**The exercise:** Rewrite the material from the line with "mask job: soccer player in blue jersey" up to and including the line with "303), (389, 303)]", replacing every "blue" with "red". Leave everything else unchanged.

[Excerpts from segmentation records]
* * * * * * *
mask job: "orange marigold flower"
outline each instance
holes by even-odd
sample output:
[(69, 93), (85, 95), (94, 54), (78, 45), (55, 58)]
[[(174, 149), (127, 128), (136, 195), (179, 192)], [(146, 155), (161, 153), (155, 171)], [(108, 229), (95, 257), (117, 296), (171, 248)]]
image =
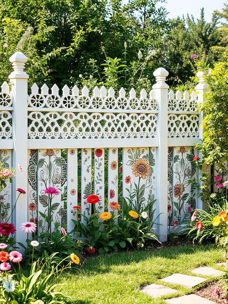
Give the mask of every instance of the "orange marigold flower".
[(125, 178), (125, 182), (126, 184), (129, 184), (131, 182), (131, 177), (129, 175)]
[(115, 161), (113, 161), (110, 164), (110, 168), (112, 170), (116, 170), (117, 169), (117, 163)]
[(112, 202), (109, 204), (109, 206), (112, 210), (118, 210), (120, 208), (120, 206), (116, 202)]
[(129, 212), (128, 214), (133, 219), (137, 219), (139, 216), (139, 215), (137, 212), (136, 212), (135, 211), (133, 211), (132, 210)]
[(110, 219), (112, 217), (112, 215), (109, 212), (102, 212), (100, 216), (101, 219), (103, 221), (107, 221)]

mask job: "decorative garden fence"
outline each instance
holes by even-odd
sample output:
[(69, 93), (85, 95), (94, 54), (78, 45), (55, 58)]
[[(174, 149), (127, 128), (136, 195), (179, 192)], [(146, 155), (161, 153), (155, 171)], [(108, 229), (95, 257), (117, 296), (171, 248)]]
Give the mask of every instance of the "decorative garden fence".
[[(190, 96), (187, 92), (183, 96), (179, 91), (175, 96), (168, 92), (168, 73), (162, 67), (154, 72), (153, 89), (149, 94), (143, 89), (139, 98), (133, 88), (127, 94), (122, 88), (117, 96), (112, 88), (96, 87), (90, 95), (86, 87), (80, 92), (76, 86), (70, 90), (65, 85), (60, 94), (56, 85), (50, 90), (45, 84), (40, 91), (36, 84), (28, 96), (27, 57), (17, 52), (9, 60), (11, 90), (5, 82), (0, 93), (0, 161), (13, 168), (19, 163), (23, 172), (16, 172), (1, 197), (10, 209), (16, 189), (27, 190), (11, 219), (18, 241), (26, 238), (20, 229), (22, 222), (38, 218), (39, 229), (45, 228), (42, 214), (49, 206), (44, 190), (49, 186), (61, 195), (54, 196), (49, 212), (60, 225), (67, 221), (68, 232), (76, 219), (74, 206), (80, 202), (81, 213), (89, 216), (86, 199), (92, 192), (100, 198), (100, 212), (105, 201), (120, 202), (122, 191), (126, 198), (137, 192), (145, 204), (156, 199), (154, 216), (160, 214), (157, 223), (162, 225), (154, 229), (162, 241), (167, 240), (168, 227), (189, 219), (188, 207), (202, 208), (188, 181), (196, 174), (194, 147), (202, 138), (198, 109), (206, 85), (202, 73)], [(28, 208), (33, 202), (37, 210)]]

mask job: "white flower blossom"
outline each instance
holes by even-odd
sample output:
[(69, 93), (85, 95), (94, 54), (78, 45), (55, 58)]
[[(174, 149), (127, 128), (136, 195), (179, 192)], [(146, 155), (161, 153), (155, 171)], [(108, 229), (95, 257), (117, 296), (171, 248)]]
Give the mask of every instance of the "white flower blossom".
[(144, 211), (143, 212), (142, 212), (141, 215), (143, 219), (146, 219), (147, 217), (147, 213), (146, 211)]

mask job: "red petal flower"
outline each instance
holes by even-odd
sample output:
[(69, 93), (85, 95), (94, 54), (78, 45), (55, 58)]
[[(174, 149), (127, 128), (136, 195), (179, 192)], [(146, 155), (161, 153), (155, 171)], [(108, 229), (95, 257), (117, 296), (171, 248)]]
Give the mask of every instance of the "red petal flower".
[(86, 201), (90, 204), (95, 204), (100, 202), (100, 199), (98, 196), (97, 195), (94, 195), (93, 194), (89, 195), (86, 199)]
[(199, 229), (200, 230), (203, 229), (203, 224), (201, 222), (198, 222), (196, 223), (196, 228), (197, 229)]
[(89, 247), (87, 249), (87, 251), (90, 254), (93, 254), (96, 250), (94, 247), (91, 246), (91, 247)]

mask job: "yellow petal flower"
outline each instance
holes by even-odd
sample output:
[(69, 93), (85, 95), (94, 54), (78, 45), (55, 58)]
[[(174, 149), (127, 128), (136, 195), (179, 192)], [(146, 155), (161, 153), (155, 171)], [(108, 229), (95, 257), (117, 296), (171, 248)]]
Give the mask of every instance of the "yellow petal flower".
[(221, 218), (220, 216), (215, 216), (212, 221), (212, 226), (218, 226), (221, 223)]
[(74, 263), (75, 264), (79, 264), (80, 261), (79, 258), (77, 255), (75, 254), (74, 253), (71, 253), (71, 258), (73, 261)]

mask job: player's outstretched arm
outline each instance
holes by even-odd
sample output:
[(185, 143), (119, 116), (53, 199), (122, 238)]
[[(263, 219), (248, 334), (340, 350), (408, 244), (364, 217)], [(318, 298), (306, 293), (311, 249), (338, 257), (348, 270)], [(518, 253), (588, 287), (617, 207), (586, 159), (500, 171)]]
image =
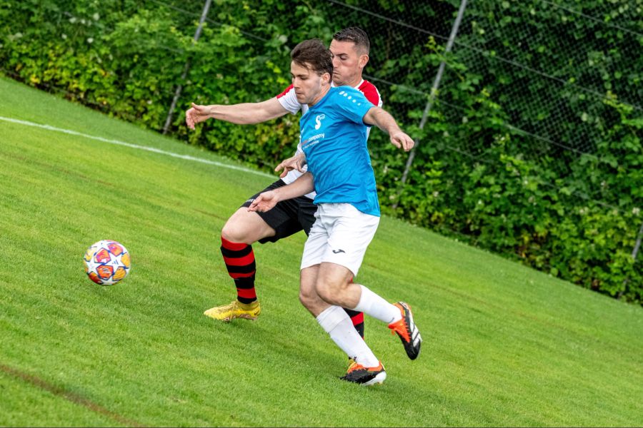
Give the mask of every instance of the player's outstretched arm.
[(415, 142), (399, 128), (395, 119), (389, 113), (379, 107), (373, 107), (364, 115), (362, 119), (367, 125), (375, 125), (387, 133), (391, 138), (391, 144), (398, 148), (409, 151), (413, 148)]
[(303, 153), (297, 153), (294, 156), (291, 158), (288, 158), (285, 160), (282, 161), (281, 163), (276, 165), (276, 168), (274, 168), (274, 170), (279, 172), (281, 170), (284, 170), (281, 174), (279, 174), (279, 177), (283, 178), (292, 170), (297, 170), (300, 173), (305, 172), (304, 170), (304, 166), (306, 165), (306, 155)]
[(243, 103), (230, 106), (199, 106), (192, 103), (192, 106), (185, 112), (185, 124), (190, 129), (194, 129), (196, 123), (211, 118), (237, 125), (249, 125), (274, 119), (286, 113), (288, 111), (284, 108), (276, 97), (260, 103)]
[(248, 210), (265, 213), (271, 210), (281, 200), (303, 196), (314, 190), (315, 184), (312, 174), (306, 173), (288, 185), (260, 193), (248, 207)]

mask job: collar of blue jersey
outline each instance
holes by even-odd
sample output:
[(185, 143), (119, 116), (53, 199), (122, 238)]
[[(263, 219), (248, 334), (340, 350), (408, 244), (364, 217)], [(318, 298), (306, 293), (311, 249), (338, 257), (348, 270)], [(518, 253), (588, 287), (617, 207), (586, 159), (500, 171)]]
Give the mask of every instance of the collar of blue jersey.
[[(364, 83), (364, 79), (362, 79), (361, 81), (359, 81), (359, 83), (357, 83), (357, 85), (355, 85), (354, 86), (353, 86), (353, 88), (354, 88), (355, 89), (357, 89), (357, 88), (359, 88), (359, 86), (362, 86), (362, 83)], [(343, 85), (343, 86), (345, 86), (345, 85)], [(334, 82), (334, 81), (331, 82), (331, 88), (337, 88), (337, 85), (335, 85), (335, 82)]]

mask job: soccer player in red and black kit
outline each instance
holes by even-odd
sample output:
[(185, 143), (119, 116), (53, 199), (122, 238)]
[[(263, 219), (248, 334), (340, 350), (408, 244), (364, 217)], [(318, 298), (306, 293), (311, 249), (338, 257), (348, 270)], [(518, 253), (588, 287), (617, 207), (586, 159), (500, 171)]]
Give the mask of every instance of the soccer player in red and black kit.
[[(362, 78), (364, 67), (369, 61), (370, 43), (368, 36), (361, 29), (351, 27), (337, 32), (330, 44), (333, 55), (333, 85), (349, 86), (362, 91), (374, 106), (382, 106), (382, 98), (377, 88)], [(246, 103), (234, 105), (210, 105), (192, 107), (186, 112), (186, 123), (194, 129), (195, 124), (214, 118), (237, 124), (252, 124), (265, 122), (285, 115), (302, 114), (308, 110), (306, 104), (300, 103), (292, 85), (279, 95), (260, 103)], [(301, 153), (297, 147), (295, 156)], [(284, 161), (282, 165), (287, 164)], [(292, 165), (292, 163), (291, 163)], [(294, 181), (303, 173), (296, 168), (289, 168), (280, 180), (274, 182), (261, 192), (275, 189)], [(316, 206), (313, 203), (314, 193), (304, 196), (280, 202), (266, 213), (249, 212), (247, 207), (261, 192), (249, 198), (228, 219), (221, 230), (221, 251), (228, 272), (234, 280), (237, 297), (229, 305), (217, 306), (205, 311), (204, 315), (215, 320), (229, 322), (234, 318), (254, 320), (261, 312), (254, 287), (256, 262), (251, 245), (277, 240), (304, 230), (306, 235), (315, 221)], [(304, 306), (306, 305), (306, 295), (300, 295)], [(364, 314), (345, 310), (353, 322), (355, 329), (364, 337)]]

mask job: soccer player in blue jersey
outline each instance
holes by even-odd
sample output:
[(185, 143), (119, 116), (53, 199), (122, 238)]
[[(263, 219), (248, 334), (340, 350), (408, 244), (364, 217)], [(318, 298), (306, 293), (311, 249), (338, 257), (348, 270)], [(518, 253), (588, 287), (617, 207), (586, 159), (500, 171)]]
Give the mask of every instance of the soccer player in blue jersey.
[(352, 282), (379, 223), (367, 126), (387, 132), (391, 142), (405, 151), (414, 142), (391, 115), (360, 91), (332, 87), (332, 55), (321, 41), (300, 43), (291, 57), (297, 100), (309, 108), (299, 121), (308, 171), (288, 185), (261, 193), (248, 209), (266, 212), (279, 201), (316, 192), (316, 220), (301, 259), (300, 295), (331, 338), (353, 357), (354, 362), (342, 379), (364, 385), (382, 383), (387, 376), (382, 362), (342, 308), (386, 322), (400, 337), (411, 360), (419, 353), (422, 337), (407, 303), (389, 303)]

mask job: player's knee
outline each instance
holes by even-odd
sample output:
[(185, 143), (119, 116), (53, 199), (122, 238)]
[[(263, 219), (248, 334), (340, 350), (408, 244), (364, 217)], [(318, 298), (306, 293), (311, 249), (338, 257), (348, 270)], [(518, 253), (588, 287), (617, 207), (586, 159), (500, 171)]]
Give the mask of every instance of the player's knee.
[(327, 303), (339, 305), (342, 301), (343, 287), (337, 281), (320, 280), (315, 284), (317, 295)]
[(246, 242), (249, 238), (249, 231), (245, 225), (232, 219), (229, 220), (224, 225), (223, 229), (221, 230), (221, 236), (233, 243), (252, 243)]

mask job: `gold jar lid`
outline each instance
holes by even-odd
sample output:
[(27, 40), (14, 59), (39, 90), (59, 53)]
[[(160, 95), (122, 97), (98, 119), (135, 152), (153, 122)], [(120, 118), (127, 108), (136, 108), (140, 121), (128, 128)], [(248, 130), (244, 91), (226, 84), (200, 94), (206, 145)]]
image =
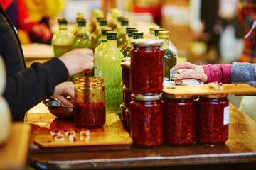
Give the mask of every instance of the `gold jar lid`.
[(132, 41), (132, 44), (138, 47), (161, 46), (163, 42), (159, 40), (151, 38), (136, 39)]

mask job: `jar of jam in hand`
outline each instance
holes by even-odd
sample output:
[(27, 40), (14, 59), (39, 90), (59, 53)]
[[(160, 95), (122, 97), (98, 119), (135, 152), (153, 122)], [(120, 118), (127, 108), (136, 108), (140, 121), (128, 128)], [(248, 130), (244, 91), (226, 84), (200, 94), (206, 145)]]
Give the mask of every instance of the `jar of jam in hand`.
* * * * * * *
**Full response:**
mask job: soccer player in red jersey
outline each instance
holes by even-odd
sample output:
[(185, 143), (119, 116), (53, 199), (122, 238)]
[[(263, 219), (248, 334), (340, 350), (408, 244), (364, 217)], [(318, 298), (306, 293), (311, 249), (338, 257), (348, 270)], [(518, 253), (588, 287), (617, 207), (586, 159), (500, 171)]]
Give the mask of every instance of the soccer player in red jersey.
[(352, 282), (379, 223), (367, 126), (387, 132), (391, 142), (405, 151), (414, 142), (391, 115), (360, 91), (332, 87), (332, 55), (321, 41), (300, 43), (291, 57), (297, 100), (309, 108), (299, 121), (308, 171), (288, 185), (261, 193), (248, 209), (266, 212), (279, 201), (316, 192), (316, 220), (301, 259), (300, 295), (331, 338), (353, 357), (354, 362), (342, 379), (364, 385), (382, 383), (387, 376), (382, 362), (342, 308), (386, 322), (400, 337), (411, 360), (419, 353), (422, 337), (407, 303), (389, 303)]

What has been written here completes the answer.